Intel’s family of s5XX0 motherboards includes Embedded Server RAID Technology II. More or less this “technology” loads a BIOS option ROM that displays a status screen similar to typical hardware RAID controller. Unlike a hardware RAID controller, it doesn’t actual handle any redundancy functions. In a phrase, it’s yet another “fake” RAID controller. This particular implementation is frustrating in that it sets up a Linux dmraid
device for you which you then have to partition. This doesn’t work with mdadm
and it doesn’t work well scripted deployment.
IMHO – Fake RAID has no place in a sever environment as it does nothing for you that the tools included in virtually ever modern OS provide. It’s actually a step backwards in that it’s an extra setup step in provisioning that will be different not only for every hardware vendor but between different models. Once upon a time Fake RAID may have had a place the desktop but the basic BIOS ability to support a sequential list of boot devices makes it useless there as well. I do use software RAID1 on a great number of server and desktop systems and it’s nice to be able to use the same kickstart script across all classes of hardware.
On the S5520 series of boards, I’ve also encountered some strangeness with the AHCI ROM doing things like hanging the boot process infinitely if it doesn’t like partition table. After testing this under many different firmware revisions and after a failed attempt to get Intel to acknowledge it as a bug, I just set the SATA controller to ENHANCED
mode and go on with life. Skipping this option ROM actually shorten the boot time on a motherboard that probably holds the crown for the longest x86 BIOS boot process (something to do with it’s dual UEFI/BIOSness?).

## DATASET
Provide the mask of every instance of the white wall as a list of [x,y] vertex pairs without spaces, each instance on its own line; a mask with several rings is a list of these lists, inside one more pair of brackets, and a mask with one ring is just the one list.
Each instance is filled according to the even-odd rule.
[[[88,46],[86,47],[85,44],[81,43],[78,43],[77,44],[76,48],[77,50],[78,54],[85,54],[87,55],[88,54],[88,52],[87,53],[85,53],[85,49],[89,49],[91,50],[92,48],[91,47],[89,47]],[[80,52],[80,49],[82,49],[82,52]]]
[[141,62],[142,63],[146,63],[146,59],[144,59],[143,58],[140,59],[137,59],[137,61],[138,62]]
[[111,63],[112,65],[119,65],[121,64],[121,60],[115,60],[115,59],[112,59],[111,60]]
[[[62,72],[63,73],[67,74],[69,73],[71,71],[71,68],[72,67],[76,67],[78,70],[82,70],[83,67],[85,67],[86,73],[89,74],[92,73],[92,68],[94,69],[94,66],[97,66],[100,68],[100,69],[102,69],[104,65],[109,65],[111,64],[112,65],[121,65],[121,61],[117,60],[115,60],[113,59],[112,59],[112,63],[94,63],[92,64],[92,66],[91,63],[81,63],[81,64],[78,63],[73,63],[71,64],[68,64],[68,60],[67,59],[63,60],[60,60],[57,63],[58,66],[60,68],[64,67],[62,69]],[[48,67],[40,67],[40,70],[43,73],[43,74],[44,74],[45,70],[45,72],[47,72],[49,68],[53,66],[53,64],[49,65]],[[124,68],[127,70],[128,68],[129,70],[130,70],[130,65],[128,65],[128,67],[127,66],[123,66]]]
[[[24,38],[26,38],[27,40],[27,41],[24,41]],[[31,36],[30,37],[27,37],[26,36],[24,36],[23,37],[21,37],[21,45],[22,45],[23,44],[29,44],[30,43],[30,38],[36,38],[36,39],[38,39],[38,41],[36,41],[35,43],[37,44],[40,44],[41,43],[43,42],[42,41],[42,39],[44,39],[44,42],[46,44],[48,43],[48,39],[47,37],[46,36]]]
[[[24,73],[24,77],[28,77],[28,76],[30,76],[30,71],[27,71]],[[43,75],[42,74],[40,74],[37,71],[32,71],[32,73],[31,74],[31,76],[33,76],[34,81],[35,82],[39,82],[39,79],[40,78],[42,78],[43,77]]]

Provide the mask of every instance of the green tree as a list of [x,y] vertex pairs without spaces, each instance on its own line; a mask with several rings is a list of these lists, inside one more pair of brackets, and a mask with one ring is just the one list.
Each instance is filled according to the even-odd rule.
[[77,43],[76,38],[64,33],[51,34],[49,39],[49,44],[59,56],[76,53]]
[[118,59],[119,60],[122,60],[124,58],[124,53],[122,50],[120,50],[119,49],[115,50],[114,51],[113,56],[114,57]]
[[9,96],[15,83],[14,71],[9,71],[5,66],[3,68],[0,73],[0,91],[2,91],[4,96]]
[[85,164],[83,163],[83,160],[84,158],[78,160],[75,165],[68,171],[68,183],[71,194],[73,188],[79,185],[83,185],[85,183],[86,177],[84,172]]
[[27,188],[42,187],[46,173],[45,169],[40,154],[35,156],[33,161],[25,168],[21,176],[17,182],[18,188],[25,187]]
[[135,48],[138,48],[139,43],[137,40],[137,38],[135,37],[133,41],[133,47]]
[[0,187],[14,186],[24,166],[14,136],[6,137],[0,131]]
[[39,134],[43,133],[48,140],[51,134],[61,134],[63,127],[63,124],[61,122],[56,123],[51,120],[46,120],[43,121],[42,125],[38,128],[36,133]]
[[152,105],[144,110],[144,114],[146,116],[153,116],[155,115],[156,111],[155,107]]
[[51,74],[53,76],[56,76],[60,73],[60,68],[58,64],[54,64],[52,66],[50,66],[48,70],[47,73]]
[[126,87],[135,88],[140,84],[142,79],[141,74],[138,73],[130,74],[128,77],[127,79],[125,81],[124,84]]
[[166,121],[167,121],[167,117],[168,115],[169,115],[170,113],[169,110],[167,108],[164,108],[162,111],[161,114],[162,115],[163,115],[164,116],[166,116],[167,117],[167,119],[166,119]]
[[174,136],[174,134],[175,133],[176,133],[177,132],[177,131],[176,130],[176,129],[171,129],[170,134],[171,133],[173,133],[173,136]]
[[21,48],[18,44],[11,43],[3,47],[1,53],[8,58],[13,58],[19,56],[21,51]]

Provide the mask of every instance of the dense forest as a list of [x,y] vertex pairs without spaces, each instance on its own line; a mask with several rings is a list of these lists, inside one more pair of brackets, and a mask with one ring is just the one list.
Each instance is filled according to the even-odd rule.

## TASKS TO COMPLETE
1) Return the part of the post on Intel's fake RAID between "On the S5520" and "it’s dual UEFI/BIOSness?).", inclusive, copied word for word.
2) Name every Linux setup or deployment tool mentioned by name in the post on Intel's fake RAID.

## RESPONSE LIST
1)
On the S5520 series of boards, I’ve also encountered some strangeness with the AHCI ROM doing things like hanging the boot process infinitely if it doesn’t like partition table. After testing this under many different firmware revisions and after a failed attempt to get Intel to acknowledge it as a bug, I just set the SATA controller to ENHANCED
mode and go on with life. Skipping this option ROM actually shorten the boot time on a motherboard that probably holds the crown for the longest x86 BIOS boot process (something to do with it’s dual UEFI/BIOSness?).

2)
dmraid
mdadm
kickstart